* _DATA FOR PROCESSING_
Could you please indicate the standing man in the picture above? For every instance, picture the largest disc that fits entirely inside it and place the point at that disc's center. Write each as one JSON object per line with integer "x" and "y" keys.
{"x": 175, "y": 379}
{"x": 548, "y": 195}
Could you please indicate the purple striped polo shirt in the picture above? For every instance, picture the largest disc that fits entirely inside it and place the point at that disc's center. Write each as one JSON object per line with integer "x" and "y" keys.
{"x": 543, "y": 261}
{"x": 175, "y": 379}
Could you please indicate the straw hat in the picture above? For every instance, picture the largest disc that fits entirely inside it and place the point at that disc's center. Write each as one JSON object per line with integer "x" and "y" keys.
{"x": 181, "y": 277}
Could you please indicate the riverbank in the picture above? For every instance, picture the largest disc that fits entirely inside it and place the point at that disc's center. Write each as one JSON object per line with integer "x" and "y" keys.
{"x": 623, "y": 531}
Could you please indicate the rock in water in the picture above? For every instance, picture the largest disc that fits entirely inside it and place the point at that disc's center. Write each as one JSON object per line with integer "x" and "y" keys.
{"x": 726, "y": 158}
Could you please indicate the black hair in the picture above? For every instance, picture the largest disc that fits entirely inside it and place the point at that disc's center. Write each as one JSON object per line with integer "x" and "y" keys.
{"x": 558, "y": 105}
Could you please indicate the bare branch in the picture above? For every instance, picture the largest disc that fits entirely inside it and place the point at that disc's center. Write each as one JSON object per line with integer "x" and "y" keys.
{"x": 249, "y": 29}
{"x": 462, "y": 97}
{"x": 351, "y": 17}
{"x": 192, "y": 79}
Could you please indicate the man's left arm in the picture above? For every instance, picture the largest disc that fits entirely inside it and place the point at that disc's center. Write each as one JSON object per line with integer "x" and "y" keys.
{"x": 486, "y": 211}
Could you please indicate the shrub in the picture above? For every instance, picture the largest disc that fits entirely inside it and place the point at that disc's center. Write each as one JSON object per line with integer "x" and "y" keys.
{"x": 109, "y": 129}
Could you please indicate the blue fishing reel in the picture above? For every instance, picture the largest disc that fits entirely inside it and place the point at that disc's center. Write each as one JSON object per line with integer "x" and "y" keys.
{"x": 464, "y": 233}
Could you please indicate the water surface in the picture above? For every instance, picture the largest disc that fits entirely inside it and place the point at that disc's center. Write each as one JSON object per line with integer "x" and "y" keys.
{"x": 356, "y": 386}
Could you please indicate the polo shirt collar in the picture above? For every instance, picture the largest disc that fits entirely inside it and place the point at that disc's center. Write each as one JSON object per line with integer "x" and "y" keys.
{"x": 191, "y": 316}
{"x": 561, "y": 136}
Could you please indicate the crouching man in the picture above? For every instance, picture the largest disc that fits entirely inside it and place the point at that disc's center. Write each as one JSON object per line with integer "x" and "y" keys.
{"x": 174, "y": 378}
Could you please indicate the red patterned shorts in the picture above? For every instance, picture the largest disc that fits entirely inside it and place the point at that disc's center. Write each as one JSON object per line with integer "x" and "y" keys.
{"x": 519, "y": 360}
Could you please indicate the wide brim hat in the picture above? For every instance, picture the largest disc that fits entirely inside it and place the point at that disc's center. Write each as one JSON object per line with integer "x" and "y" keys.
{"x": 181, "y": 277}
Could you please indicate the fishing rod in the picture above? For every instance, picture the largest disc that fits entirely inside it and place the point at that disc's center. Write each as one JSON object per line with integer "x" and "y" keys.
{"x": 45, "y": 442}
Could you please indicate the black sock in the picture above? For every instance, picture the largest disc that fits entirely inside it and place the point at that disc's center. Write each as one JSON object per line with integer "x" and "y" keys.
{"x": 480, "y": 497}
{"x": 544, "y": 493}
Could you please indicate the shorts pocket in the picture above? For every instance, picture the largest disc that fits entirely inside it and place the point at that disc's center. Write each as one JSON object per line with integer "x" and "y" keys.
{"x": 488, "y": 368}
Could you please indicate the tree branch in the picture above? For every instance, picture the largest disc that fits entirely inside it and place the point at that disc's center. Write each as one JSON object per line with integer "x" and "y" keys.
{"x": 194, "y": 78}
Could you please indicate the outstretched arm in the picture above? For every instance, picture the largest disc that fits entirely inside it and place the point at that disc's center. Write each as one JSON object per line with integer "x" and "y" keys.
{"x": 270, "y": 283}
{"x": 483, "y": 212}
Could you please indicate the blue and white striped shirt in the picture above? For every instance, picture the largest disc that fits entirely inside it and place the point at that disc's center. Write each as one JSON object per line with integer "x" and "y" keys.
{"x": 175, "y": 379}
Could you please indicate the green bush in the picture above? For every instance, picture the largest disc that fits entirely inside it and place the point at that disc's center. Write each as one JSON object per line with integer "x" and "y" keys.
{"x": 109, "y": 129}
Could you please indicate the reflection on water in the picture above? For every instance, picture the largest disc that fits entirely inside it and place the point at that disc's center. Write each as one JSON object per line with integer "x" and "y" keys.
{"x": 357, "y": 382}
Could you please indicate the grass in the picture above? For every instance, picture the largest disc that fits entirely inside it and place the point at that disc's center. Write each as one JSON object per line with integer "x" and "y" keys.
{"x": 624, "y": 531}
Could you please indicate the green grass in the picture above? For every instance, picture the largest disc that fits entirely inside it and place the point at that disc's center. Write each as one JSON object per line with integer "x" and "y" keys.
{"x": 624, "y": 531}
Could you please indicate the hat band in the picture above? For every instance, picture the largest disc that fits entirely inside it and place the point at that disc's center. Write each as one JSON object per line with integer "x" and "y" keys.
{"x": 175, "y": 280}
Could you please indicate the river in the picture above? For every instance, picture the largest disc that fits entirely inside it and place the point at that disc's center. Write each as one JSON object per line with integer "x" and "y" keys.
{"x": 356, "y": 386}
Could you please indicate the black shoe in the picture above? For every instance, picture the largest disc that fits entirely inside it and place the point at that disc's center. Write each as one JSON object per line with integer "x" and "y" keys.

* _THE PROBLEM_
Return the whole listing, keeping every word as it is.

* _YOUR SOLUTION_
Could you please indicate the standing man in the picture above? For every instance, picture the largest disc that fits entirely inside it and place the point at that disc's center. Write each as one JSON object per line with integer "x" and "y" keys.
{"x": 175, "y": 379}
{"x": 548, "y": 195}
Could you please indicate the purple striped polo shirt in the picture above? For every instance, picture the largest disc that fits entirely inside it and place the point at that disc's center. Write each as one JSON object per line with integer "x" and "y" keys.
{"x": 543, "y": 261}
{"x": 175, "y": 379}
Could you please indicate the straw hat in the picture above? For every instance, picture the largest disc that fits entirely inside it and place the point at that disc's center. Write each as one JSON object per line with integer "x" and "y" keys.
{"x": 181, "y": 277}
Could you please indicate the riverbank in the picture above? For every instance, picture the largest disc that fits entirely inside it and place the point at that disc's center. Write each as one JSON object per line with integer "x" and "y" keys.
{"x": 623, "y": 531}
Could you please indicate the rock in water in the picture above? For every instance, picture the largest disc that fits entirely inside it and place the point at that disc's center. Write each as one JSON object per line with integer "x" and "y" keys.
{"x": 726, "y": 158}
Could you please indicate the black hair in the picture above? For every instance, picture the largest disc that fits entirely inside it and place the point at that disc's center. Write each as one JSON object per line with integer "x" and "y" keys.
{"x": 558, "y": 105}
Could you please indicate the bare branch in the picture above? For every instance, picture the largest disc that fits entirely inside it and place the point at that disc's center. Write each as one JSON object per line with integer "x" and "y" keys.
{"x": 249, "y": 29}
{"x": 462, "y": 97}
{"x": 351, "y": 17}
{"x": 192, "y": 79}
Could you please indicate the man's left arm in the picture above? For every instance, picture the largest disc that fits entirely inside it and place the point at that disc's center. Write each as one JSON object per line with integer "x" and "y" keys.
{"x": 486, "y": 211}
Could you please indicate the shrub in the picture above? For every instance, picture the largest disc that fits entirely inside it and place the point at that disc's center. Write each as one JSON object per line with integer "x" and "y" keys.
{"x": 109, "y": 129}
Could you please indicate the blue fishing reel in the picture above? For every instance, picture the largest disc that fits entirely inside it and place the point at that disc's center. Write each as one JSON object per line with integer "x" and "y" keys.
{"x": 464, "y": 233}
Could you please indicate the water surface in the picture above? For every instance, picture the largest disc that fits entirely inside it and place the point at that disc's center. Write each as one JSON object per line with integer "x" and "y" keys.
{"x": 356, "y": 386}
Could you please indicate the polo shirt collar in the picture above? For every instance, picture the largest disc that fits entirely inside it and place the point at that disc's center. Write each as one JSON object per line with integer "x" and "y" keys.
{"x": 191, "y": 316}
{"x": 561, "y": 136}
Could you please indicate the crouching man in the picture above? For every instance, picture the largest disc that fits entirely inside it and place the point at that disc's center. Write each as one JSON object per line with integer "x" and "y" keys.
{"x": 174, "y": 378}
Could you please indicate the red patterned shorts in the picture above? For every instance, picture the largest disc that fits entirely inside it and place the point at that disc's center. Write each as one JSON object per line with integer "x" and "y" keys.
{"x": 519, "y": 360}
Could you please indicate the wide brim hat in the picture above? For every instance, picture the largest disc that fits entirely inside it and place the point at that disc's center. Write each as one JSON object per line with integer "x" and "y" keys.
{"x": 181, "y": 277}
Could you please indicate the fishing rod in the picture above? For every instance, picture the largest disc that fits entirely inside it and place the point at that disc's center. Write each as one JSON object per line with integer "x" and "y" keys.
{"x": 45, "y": 442}
Could you please indicate the black sock in the picture above? For every instance, picture the largest disc that fits entirely inside it and place the point at that disc's center. Write each as one JSON object per line with integer "x" and "y" keys.
{"x": 480, "y": 497}
{"x": 544, "y": 493}
Could you please indicate the shorts pocket in the picture above? For every instance, picture the largest disc that fits entirely inside it and place the point at that disc's center. Write each as one JSON object per line with integer "x" and "y" keys.
{"x": 488, "y": 368}
Could you please indicate the tree branch in the picture above? For every instance, picture the largest disc that fits entirely inside it and place the point at that disc's center. Write each as one JSON object per line with integer "x" and "y" keys.
{"x": 194, "y": 78}
Could you please indicate the outstretched arm in the picture above? For every instance, picture the largest disc that fits entirely inside it and place the point at that disc's center. Write each as one JSON object per line with integer "x" and "y" keys.
{"x": 270, "y": 283}
{"x": 483, "y": 212}
Could you please indicate the blue and white striped shirt in the picture above? For every instance, picture the largest disc that fits entirely inside it and place the point at that disc's center. Write each as one JSON object per line with integer "x" and "y" keys.
{"x": 175, "y": 379}
Could you please indicate the green bush in the picture above? For every instance, picture the largest disc that fits entirely inside it and place the point at that disc's center. Write each as one JSON object per line with integer "x" and "y" keys.
{"x": 109, "y": 129}
Could you please indicate the reflection on water in the picture above? For every instance, picture the largest disc that fits entirely inside it and place the point at that disc's center. Write each as one JSON object per line with integer "x" and "y" keys.
{"x": 357, "y": 382}
Could you please indicate the grass in the picture above? For every instance, picture the largest disc that fits entirely inside it and place the point at that disc's center. Write each as one JSON object per line with integer "x" and "y" keys.
{"x": 624, "y": 531}
Could you please indicate the green grass in the picture above? For every instance, picture the largest disc that fits entirely inside it and place the point at that disc's center. Write each as one JSON object per line with integer "x" and "y" keys.
{"x": 624, "y": 531}
Could you please indicate the hat band in the picture above? For every instance, picture the largest disc that fits entirely inside it and place the point at that disc's center. Write each as one JSON object per line with integer "x" and "y" keys.
{"x": 175, "y": 280}
Could you please indicate the river in the picture above? For every instance, picture the largest disc that fits entirely inside it and place the point at that disc's center. Write each as one JSON object per line with integer "x" and "y" keys.
{"x": 356, "y": 386}
Could you please indicate the black shoe in the picture above? For every instance, picture the largest disc that fits entirely inside it and place the point at that disc's center. Write each as one JSON object per line with integer "x" and "y" keys.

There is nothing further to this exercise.